Cabe destacar, a manera de digresión, que la voz passio, a través de sus derivados en otras lenguas, conservaba intacto el sentido de ‘sentimiento pecaminoso’ y adquiría gradualmente el de ‘sentimiento dominante’ y aun el de ‘sentimiento’, contrapuesto a razón (por siglos los tratadistas solían referirse a las pasiones del alma). Esta última acepción, en el uso culto, estaba condenada a languidecer. En la Inglaterra del siglo XIX, la psicología naciente, con sus ínfulas de nueva ciencia, para evitar connotaciones con aroma de filosofía vetusta o de teología, se deshacía, como de un lastre, de la palabra passion, que sustituía con emotion. Ahora volvamos a nuestro recorrido histórico.

En el Renacimiento, volvía a arder la polémica en torno al ánima, a sus intrincadas relaciones con el cuerpo. Ficino negaba que el alma estuviera hecha de la misma sustancia de que están hechos los ángeles y negaba al mismo tiempo que aquella fuera un compuesto material. El alma, decía, es un ente intermedio, el tercer grado de la existencia; es la «cópula del mundo», la bisagra en que se unen los grados más bajos de la realidad con los más altos. Pomponazzi no ocultaba sus tribulaciones: aun cuando admitía la inmortalidad del alma, en tanto dogma de fe, ponía en tela de juicio que tal cosa pudiese probarse mediante las vías de la filosofía.

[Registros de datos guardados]
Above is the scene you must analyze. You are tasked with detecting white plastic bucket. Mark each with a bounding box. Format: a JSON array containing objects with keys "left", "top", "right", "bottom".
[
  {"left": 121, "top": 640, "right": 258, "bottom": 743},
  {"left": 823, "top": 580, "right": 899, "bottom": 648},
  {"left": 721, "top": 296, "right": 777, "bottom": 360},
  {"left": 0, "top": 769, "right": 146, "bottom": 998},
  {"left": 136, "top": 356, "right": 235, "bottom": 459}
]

Detalles del problema: ¿Puedes reproducir sin cambios el tramo del texto sobre el alma y las pasiones que va de "En el Renacimiento, volvía" a "de la filosofía."?

Área de respuesta:
En el Renacimiento, volvía a arder la polémica en torno al ánima, a sus intrincadas relaciones con el cuerpo. Ficino negaba que el alma estuviera hecha de la misma sustancia de que están hechos los ángeles y negaba al mismo tiempo que aquella fuera un compuesto material. El alma, decía, es un ente intermedio, el tercer grado de la existencia; es la «cópula del mundo», la bisagra en que se unen los grados más bajos de la realidad con los más altos. Pomponazzi no ocultaba sus tribulaciones: aun cuando admitía la inmortalidad del alma, en tanto dogma de fe, ponía en tela de juicio que tal cosa pudiese probarse mediante las vías de la filosofía.